Pull out every line in the data that has the string "below" in it.

==== EXERCISE INPUTS ====

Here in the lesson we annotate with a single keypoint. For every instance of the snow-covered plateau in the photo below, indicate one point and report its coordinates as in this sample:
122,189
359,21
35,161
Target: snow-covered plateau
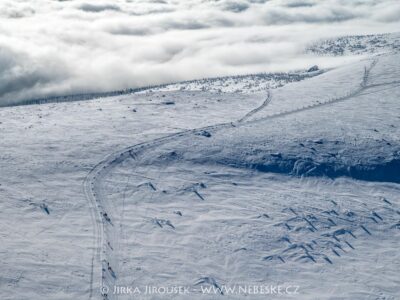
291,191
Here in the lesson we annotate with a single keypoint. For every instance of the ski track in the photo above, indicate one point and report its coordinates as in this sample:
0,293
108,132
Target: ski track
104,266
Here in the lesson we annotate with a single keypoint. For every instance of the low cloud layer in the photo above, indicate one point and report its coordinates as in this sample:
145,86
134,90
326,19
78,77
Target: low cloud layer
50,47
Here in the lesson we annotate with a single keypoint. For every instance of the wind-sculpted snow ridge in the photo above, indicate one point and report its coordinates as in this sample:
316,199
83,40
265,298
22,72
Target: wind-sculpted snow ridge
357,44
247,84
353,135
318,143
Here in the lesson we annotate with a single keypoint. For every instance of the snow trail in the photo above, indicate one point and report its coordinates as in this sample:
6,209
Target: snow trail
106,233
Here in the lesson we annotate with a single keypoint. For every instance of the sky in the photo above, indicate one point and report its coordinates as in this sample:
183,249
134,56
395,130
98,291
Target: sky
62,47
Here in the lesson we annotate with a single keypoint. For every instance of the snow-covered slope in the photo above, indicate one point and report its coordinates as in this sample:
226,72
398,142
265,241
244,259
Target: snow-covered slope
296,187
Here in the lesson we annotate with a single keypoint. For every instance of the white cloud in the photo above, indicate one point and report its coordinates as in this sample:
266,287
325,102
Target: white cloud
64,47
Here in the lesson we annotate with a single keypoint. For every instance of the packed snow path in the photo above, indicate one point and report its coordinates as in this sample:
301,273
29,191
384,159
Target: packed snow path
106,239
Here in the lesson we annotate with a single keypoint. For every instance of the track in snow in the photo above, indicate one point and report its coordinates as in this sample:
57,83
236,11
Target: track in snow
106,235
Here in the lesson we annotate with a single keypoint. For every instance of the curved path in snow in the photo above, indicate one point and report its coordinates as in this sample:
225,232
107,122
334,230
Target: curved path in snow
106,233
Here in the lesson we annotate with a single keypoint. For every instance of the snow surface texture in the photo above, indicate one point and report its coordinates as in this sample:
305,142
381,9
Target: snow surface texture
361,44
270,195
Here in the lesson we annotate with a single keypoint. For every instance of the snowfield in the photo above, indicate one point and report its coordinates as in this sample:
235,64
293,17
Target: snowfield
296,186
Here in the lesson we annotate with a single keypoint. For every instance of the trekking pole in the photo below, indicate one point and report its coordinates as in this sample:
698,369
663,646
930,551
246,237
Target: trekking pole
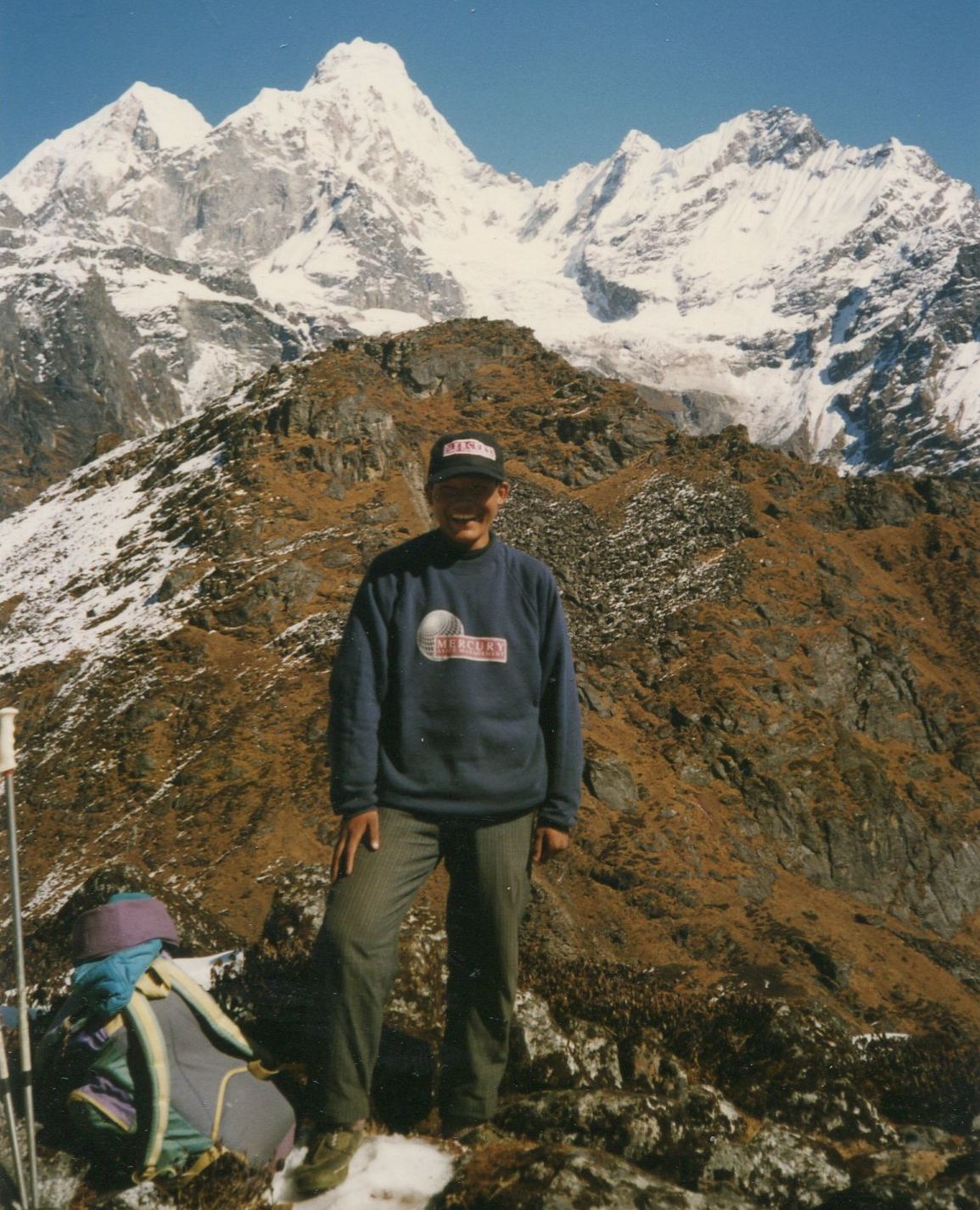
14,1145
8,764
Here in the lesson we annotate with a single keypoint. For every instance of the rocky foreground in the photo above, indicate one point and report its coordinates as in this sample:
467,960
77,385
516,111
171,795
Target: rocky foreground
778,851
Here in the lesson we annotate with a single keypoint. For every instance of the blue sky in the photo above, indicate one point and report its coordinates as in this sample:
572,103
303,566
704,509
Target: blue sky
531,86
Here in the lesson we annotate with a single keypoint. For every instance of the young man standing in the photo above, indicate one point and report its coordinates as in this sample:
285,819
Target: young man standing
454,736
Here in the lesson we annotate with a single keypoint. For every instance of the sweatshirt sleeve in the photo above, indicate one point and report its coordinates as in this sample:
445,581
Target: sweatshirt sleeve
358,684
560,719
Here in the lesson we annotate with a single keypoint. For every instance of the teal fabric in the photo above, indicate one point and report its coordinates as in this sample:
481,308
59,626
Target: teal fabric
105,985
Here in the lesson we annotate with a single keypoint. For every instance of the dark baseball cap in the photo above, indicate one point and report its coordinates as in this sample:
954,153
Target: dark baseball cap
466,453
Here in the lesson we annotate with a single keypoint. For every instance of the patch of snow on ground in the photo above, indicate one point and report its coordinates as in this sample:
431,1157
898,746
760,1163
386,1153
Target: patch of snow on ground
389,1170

====

__EXERCISE RESPONSE__:
Here in the lesson we annotate with a single keypoint. For every instance of the snow-covered plateau in the photo below, indicate one point and report its coordinates as in this sample:
Here in the lesson we annotate with a single keypoint. For every instance of the trekking pole in the photo below, indicate one point and report its coordinates as in this sample:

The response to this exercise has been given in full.